### Quoted text

▽

Professor Esther Reed

Professor Esther Reed

Professor
Theology and Religion

Esther D. Reed joined the Department of Theology and Religion in 2007. Previously, she taught for ten years at the University of St Andrews including one semester as the visiting O'Connor Professor at Colgate University, NY (Spring 2007). She was President of the UK Society for the Study of Christian Ethics Sept 2018-August 2021.

 

Esther's research and teaching are broadly in theological ethics and moral philosophy, with particular focus on un)just war reasoning and weapons control, prospects for jus in silico, and the future of military ethics.

 

She has particular research interests in

  • (Un)just war reasoning in the 21st century
  • The ethics of moral injury
  • Deterrence in an age of unpeace
  • Ethics and artificial intelligence
  • Theology and criminal justice
  • Dietrich Bonhoeffer
  • Theological ethics as biblical hermeneutics

 

She has 'lead' supervised 18+ research students to successful completion of PhDs, and 5+more to Masters by Research and MPhil awards. She open to talking with prospective students about their areas of interest.

 

Esther's book The Limit of Responsibility: Engaging Dietrich Bonhoeffer in a Globalizing Era (T & T Clark, August Bloomsbury 2018) was published recently. Responsibility is not a new topic in Christian ethics but too many accounts are delimited to the immediately personal. What’s needed in Christian ethics is a theologically informed theory of responsibility capable of grappling adequately with the new features of the problem of responsibility and reformulating the concept in ways that

  • exceed agent-causality-consequence definitions that presuppose tight causal links between the agent’s actions and their effects
  • face the temptation to relinquish the question of responsibility because, amidst the realities of globalization, the consequences of one’s own actions appear vanishingly small
  • reckon with the unintended or unknown negative effects of actions on phenomena elsewhere
  • make space for the additional concepts needed for the exercise of responsibility today: uncertainty, risk, solidarity, institutions, the future
  • reverse the agent-act-consequence sequence to an understanding of responsibility that originates in You, that is learned from Christ and neighbor.

△

### Data records
▽

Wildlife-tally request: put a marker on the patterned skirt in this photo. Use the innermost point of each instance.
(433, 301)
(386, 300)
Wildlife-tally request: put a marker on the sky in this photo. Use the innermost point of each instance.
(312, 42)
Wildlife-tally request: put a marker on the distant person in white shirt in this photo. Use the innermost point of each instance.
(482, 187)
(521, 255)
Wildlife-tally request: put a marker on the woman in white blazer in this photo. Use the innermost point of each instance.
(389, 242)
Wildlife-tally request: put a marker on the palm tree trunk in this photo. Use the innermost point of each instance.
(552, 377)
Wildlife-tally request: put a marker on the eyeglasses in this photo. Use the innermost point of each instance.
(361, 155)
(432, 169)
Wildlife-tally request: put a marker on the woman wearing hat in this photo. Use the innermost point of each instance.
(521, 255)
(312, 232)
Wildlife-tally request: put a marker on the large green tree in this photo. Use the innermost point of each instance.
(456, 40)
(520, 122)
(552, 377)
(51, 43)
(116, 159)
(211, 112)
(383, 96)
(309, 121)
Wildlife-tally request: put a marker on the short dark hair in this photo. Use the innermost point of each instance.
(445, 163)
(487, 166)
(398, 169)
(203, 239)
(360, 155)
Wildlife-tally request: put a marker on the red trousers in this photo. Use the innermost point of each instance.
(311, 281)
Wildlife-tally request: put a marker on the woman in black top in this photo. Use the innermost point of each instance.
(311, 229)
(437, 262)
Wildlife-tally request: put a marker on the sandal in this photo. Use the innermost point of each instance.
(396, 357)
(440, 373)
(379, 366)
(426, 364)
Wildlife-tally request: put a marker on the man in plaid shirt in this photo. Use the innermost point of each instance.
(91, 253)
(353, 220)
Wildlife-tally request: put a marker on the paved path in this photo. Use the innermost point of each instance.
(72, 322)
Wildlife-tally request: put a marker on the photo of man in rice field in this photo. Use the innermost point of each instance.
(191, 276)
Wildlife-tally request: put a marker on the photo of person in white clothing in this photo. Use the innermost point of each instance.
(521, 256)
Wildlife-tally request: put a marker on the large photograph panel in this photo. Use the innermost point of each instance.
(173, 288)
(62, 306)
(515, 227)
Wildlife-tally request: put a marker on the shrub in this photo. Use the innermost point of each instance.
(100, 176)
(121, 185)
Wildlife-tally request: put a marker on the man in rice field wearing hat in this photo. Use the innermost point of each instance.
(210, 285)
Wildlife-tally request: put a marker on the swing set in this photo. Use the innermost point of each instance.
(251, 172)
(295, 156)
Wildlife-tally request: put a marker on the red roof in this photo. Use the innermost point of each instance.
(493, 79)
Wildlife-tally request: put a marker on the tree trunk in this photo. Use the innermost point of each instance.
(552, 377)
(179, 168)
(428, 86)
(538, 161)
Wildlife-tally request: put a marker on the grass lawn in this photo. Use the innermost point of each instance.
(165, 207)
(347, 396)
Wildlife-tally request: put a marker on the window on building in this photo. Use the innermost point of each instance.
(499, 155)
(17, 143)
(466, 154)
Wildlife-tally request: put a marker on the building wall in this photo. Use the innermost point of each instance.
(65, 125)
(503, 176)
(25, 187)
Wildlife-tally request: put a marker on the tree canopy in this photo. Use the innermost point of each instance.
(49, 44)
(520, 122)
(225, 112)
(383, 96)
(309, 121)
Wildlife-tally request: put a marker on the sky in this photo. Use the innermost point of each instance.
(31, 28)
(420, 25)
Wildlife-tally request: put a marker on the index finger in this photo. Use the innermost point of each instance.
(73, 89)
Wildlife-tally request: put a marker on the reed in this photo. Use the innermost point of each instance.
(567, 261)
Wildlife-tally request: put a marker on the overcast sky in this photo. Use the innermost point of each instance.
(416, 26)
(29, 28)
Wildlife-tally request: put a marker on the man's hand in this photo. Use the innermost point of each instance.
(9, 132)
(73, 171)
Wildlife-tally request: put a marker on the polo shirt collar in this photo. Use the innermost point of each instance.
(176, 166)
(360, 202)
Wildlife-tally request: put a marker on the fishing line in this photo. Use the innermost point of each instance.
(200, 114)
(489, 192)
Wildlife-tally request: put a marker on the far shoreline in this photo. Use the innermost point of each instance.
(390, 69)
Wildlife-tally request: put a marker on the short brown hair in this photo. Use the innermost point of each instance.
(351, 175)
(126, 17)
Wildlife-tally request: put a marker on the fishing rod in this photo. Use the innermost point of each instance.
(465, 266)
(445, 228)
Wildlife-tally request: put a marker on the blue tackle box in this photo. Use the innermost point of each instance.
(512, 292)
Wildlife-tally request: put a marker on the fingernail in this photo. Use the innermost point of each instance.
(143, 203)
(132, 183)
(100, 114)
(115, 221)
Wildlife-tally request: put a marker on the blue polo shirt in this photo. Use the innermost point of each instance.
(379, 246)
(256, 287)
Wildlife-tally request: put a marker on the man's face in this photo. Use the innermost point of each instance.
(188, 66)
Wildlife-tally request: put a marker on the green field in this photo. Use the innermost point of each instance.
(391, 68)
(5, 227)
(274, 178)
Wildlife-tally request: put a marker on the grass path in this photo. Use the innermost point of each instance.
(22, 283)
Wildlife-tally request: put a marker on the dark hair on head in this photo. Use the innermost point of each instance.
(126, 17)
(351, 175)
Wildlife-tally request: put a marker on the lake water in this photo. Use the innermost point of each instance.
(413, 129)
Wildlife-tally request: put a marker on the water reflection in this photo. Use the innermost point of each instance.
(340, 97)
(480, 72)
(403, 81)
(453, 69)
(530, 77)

△

### Tasks
(a) Based on the profile of Esther Reed, are these statements right? (i) She joined the Department of Theology and Religion in 2018. (ii) Before joining, she taught for ten years at the University of St Andrews. (iii) She spent a full year as visiting professor at Colgate University. For each, answer yes or no and quote the words from the profile that decide it.
(b) Copy out the passage of the Esther Reed profile from "Esther D. Reed" up to and including "of military ethics.", word for word.

### Task solutions
(a)
(i) No: "joined the Department of Theology and Religion in 2007."
(ii) Yes: "Previously, she taught for ten years at the University of St Andrews"
(iii) No: "one semester as the visiting O'Connor Professor at Colgate University, NY (Spring 2007)"

(b)
Esther D. Reed joined the Department of Theology and Religion in 2007. Previously, she taught for ten years at the University of St Andrews including one semester as the visiting O'Connor Professor at Colgate University, NY (Spring 2007). She was President of the UK Society for the Study of Christian Ethics Sept 2018-August 2021.

 

Esther's research and teaching are broadly in theological ethics and moral philosophy, with particular focus on un)just war reasoning and weapons control, prospects for jus in silico, and the future of military ethics.